* _WHAT THIS TASK INVOLVES_
Give back every record below precisely as written.
[Start of section]
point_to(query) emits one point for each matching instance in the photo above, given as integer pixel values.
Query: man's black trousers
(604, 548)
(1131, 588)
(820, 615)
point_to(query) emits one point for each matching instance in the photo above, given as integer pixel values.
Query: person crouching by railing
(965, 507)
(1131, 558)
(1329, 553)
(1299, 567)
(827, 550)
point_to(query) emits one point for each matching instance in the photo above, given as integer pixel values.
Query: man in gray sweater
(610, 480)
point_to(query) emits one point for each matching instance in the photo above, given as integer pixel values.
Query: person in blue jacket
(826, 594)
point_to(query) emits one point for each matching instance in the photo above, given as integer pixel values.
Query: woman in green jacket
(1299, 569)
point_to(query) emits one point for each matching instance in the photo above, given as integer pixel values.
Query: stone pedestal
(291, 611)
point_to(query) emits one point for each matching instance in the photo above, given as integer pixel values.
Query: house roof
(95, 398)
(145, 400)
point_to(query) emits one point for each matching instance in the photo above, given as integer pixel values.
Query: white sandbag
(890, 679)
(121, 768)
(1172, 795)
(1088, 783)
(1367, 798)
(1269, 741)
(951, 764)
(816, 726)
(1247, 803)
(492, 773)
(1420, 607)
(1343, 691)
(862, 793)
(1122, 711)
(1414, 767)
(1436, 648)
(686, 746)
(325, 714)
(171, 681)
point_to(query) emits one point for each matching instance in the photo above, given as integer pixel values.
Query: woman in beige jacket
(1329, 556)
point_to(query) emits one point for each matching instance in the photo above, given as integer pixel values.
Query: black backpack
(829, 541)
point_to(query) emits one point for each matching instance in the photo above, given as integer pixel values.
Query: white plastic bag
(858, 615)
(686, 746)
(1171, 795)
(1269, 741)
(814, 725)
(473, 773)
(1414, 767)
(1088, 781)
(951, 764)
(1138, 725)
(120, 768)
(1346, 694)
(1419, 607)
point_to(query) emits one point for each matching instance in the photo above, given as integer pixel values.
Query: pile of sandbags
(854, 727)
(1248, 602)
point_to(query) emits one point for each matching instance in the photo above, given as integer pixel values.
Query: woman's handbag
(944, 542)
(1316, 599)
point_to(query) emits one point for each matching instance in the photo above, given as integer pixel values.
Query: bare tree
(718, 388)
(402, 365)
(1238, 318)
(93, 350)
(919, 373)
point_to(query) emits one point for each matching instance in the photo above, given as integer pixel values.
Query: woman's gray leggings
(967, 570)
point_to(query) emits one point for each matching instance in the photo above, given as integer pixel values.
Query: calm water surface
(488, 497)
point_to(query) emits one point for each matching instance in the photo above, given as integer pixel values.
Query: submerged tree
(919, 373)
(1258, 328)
[End of section]
* _RESULT_
point_to(query) emits one point for each matching instance in the photo above, given as integer pixel values.
Query: man's black trousers
(604, 548)
(1131, 588)
(820, 615)
point_to(query) emits one point for each matching instance in the photo above, given as integer pixel values.
Query: person crouching by railing
(965, 507)
(1131, 558)
(1329, 553)
(1299, 567)
(827, 550)
point_to(query) emits one point for each matching instance in the photo above, given as integer pixel values.
Query: man in gray sweater
(610, 480)
point_to(query) emits one point for each matching instance in the photo above, given as integer pixel values.
Query: person in blue jacket
(826, 594)
point_to(query) emits one point for each matching instance in the photo above, given as integer pixel values.
Query: woman in green jacket
(1299, 569)
point_to(query) emits one point for each matching instance in the photo above, given as integer pixel values.
Query: stone pedestal
(291, 611)
point_to(query) emits one point for each matching instance in the photo above, given as integer pixel values.
Query: house roof
(95, 398)
(145, 400)
point_to(query) emits one point for each matching instance in the photo above, given as integer pixel values.
Query: white sandbag
(890, 679)
(121, 768)
(1172, 795)
(1088, 783)
(1367, 798)
(1269, 741)
(951, 764)
(816, 726)
(1247, 803)
(492, 773)
(1420, 607)
(1343, 691)
(862, 793)
(1122, 711)
(1414, 767)
(1436, 648)
(686, 746)
(325, 714)
(171, 681)
point_to(query) emits one point for each matching instance in the photo above, given as integer pixel values.
Query: woman in beige jacket
(1329, 556)
point_to(query) emits one point for each matching instance in the photo above, given as integer pixel values.
Query: black backpack
(829, 541)
point_to(query) emits one point for each matching instance in the photo above, given as integer pixel values.
Query: white plastic bag
(858, 615)
(686, 746)
(1171, 795)
(1269, 741)
(814, 725)
(473, 773)
(1414, 767)
(1088, 781)
(951, 764)
(1138, 725)
(120, 768)
(1346, 694)
(1419, 607)
point_to(query) emits one point for each matching instance in the photo above, given as integer pixel values.
Query: pile of sandbags
(854, 727)
(1248, 602)
point_to(query) emits one point for each matching instance in the photo above, given as integer pixel values.
Query: woman's handbag
(944, 542)
(1316, 599)
point_to(query) emits one point for each matching instance in the photo above, given as integer pixel values.
Query: bare tree
(718, 388)
(402, 365)
(1238, 318)
(93, 350)
(919, 373)
point_to(query) emits one point for each matching instance in the photo above, given as integer pixel values.
Query: woman's gray leggings
(967, 570)
point_to(query) emits one point for each matching instance in the photo above, given as integer pixel values.
Query: calm water surface
(488, 497)
point_to(query) emits one point for each matching instance in the photo above, given as integer pixel values.
Query: submerged tree
(919, 373)
(1258, 328)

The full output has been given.